»»
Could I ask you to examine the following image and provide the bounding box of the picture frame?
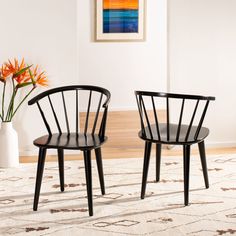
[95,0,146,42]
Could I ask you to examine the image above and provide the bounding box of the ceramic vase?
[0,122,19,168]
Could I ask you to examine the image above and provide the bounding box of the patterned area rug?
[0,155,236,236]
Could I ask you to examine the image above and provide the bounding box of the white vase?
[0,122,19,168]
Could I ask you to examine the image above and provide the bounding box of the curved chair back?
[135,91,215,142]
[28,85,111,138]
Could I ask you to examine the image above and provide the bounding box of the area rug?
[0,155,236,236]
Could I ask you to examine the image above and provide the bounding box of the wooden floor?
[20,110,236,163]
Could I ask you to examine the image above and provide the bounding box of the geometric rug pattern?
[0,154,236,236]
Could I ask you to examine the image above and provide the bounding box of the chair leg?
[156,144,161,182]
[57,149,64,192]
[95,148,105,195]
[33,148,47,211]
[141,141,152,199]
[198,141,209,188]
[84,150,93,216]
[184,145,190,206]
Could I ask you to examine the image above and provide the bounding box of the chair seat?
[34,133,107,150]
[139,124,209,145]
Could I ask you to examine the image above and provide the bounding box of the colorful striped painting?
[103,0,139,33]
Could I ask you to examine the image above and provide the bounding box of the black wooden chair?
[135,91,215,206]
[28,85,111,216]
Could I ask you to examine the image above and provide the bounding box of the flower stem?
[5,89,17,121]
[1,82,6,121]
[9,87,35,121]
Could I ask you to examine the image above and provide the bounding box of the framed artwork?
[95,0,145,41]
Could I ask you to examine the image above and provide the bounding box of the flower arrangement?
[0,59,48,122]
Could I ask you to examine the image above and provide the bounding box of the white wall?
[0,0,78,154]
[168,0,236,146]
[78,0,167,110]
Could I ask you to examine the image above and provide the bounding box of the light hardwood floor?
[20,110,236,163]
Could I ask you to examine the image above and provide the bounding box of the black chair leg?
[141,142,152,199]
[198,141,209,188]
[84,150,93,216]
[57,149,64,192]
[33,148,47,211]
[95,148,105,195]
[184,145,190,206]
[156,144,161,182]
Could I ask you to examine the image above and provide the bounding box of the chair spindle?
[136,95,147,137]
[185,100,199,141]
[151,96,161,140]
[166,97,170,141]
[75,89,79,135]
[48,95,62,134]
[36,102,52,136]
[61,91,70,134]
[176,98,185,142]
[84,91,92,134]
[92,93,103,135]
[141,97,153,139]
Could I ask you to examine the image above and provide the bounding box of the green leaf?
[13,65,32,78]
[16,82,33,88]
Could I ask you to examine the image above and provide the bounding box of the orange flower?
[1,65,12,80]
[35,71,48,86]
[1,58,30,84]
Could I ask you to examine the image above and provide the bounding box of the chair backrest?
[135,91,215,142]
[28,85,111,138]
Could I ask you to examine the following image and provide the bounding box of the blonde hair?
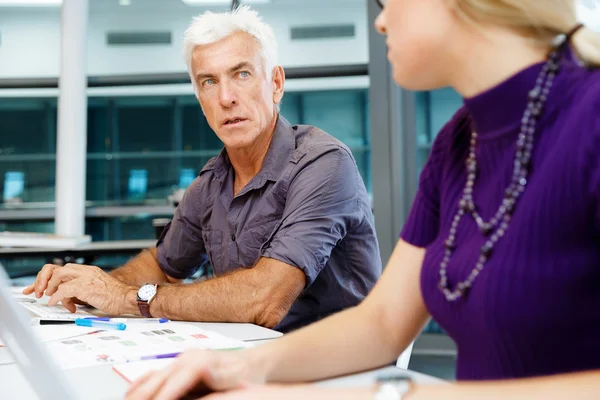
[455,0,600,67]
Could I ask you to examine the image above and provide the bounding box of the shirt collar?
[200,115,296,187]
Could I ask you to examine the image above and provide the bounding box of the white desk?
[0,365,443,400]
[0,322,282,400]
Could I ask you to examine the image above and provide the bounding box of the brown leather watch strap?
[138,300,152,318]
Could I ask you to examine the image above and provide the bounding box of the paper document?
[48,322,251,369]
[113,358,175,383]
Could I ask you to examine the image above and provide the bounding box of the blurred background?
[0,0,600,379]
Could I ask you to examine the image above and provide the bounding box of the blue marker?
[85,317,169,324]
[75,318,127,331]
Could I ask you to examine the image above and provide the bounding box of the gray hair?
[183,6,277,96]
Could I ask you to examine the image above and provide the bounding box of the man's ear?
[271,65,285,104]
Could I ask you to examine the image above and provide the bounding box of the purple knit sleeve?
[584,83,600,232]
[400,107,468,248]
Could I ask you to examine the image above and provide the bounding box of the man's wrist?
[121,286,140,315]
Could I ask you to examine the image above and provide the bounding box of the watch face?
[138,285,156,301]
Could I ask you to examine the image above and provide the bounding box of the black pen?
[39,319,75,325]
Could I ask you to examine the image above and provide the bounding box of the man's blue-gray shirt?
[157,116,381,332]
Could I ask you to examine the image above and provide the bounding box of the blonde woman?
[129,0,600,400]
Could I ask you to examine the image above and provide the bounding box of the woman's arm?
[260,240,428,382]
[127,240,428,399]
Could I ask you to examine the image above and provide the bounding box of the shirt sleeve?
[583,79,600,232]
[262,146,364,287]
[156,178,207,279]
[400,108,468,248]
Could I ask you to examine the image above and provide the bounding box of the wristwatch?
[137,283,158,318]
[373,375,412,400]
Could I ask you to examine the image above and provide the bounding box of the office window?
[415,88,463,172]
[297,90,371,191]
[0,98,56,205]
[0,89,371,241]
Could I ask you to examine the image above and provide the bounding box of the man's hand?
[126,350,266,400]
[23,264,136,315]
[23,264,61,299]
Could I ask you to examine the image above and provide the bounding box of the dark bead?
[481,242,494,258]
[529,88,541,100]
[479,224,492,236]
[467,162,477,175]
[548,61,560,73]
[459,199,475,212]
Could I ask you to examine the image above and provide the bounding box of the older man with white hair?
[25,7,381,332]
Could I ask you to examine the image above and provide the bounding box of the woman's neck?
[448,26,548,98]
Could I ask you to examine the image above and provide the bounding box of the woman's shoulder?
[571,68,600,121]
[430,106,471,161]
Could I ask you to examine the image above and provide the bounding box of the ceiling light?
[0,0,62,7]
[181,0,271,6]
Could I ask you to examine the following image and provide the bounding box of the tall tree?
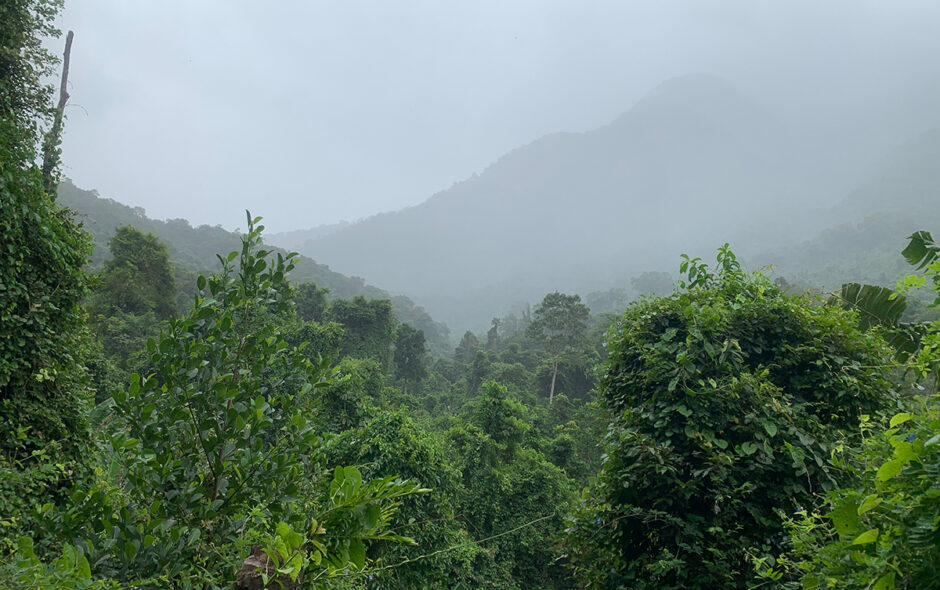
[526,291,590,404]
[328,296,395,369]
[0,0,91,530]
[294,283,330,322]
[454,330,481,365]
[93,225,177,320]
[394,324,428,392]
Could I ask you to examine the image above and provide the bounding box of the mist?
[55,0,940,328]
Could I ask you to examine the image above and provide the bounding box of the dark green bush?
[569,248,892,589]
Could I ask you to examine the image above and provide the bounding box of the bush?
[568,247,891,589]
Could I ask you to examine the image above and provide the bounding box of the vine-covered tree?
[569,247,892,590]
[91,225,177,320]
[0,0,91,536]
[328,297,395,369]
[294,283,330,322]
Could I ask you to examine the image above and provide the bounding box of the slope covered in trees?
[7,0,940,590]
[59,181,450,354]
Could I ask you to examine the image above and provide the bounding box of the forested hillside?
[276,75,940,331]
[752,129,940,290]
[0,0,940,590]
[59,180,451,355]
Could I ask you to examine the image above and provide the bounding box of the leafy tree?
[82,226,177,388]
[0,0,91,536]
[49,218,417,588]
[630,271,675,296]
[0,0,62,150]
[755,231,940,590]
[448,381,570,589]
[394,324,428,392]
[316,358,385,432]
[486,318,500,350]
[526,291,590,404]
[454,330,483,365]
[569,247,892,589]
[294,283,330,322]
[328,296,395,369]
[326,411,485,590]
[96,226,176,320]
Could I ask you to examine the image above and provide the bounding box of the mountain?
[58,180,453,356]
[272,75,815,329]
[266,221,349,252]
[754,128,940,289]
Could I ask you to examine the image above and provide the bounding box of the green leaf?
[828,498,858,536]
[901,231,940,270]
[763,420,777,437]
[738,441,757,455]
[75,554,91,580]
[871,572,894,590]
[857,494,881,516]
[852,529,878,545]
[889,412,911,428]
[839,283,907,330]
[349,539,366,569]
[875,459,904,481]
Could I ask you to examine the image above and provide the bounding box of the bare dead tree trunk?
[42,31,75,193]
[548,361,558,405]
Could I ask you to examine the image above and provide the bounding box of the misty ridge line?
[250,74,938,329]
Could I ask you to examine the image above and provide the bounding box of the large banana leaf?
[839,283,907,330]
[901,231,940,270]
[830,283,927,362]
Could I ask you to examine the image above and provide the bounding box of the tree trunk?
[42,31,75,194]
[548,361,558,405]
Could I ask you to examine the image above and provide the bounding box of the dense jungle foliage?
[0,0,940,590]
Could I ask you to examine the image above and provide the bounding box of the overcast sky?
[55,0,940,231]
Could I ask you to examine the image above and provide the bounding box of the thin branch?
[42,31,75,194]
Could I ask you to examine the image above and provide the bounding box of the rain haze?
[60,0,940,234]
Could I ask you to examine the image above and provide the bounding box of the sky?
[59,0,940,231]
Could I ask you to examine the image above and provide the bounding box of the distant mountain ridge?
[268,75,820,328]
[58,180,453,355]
««
-- WORK INSTRUCTIONS --
Output the lines from the one containing "distant mountain ridge?" through the end of the listing as a Markdown table with the columns Row and Line, one numbered row per line and blank lines omitted.

-- TASK RESPONSE --
| Row | Line |
|---|---|
| 1 | Could I ask you to examine the image above and provide the bounding box of the distant mountain ridge? |
| 2 | [268,75,820,328] |
| 3 | [58,180,453,355] |